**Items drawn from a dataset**
::::

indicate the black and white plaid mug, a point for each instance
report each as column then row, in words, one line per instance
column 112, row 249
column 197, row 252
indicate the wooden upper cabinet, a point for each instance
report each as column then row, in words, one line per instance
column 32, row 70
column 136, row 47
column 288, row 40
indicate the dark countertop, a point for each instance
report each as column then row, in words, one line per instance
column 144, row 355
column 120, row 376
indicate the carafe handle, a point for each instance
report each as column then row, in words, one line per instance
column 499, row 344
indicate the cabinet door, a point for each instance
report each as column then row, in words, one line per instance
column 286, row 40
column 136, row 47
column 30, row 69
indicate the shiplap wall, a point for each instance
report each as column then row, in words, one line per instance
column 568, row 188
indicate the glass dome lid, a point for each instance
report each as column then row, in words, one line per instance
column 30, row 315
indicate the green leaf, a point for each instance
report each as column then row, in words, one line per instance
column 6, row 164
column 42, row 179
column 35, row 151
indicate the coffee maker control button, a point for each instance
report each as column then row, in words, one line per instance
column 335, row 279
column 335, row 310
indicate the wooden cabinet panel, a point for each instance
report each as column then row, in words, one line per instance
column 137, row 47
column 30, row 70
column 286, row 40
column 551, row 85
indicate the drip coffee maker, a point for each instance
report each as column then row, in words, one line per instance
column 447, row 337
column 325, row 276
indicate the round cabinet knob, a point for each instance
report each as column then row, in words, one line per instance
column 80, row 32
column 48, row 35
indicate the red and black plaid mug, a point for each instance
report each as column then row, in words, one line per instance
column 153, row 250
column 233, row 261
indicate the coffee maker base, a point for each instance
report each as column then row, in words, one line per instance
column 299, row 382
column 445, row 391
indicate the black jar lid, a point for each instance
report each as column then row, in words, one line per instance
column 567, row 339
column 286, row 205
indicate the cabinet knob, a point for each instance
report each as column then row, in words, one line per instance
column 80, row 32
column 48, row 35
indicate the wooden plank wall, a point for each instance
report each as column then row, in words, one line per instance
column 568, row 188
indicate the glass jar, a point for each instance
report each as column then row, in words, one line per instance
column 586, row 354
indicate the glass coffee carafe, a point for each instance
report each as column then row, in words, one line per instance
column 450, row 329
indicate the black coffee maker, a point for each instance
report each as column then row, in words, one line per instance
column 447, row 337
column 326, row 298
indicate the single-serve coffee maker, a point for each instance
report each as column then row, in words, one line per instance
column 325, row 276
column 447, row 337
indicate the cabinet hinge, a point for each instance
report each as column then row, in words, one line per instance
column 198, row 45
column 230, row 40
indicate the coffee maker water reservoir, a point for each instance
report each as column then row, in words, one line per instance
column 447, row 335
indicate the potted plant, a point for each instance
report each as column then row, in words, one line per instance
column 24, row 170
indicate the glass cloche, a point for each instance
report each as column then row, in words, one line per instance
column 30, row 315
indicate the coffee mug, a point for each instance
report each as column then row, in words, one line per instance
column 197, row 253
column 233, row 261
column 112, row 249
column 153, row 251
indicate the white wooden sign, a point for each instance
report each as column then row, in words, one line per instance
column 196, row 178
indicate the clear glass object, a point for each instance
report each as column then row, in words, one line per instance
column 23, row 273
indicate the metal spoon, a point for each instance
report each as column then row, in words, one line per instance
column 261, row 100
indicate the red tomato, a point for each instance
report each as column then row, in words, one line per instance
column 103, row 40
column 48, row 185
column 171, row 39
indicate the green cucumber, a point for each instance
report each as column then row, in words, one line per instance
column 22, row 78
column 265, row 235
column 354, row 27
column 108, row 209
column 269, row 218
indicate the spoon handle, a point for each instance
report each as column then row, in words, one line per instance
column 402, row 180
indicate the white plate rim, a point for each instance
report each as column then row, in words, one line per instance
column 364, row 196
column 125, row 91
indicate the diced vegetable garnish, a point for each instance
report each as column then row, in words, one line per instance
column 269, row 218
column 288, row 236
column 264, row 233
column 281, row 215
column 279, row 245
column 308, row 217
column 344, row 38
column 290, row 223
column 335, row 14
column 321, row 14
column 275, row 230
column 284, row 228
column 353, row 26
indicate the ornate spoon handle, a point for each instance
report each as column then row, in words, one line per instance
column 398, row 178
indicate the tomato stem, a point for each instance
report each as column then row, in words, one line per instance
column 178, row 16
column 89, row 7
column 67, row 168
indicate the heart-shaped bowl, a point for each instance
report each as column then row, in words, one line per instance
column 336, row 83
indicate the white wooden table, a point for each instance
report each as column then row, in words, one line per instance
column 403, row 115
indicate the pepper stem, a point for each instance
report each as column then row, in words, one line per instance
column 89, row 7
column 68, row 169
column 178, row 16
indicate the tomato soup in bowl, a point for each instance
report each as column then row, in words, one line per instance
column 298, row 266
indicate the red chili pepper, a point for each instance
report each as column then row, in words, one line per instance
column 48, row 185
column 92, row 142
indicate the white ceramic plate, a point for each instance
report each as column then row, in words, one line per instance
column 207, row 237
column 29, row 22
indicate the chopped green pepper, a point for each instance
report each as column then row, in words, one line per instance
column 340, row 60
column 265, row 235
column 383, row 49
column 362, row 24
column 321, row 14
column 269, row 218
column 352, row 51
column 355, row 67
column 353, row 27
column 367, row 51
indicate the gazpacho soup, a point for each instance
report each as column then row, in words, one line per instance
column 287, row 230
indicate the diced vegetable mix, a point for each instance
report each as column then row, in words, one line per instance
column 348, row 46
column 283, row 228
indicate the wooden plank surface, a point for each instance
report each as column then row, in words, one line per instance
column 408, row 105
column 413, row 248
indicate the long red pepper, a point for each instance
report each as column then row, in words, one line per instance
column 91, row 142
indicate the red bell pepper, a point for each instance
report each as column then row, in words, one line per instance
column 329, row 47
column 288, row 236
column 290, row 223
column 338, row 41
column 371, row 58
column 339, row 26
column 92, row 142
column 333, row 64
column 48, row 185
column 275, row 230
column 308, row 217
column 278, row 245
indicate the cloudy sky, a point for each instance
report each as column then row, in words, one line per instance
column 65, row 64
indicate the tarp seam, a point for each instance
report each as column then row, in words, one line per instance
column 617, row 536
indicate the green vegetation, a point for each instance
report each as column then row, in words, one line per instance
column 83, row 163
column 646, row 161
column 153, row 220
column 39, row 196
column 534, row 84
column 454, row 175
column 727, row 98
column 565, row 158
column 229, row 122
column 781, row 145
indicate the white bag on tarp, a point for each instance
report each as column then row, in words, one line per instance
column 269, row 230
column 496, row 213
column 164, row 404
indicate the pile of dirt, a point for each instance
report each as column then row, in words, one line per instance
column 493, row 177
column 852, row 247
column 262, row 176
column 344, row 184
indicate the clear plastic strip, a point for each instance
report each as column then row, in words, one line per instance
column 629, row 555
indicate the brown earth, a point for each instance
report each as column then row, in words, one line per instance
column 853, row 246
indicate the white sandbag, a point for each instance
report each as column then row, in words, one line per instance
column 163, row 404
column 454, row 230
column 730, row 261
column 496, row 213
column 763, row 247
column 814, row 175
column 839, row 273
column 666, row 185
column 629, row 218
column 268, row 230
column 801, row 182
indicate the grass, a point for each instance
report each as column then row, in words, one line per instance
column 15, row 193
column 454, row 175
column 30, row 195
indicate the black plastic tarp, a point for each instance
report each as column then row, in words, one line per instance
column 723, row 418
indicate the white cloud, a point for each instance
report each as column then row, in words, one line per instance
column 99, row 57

::::

**Exercise goal**
Reproduce the records word for word, from their first line up to and including the line that contains "column 499, row 344".

**Output of the task**
indicate the black and white plaid mug, a point for each instance
report each as column then row, in words, one line per instance
column 112, row 249
column 197, row 252
indicate the wooden upper cabinet, a point for each instance
report each as column then row, in words, one line per instance
column 32, row 70
column 136, row 47
column 288, row 40
indicate the dark countertop, a point for each instance
report each as column then row, in words, one line per instance
column 144, row 355
column 120, row 376
indicate the carafe handle, a point for each instance
report each as column then row, in words, one line per instance
column 499, row 344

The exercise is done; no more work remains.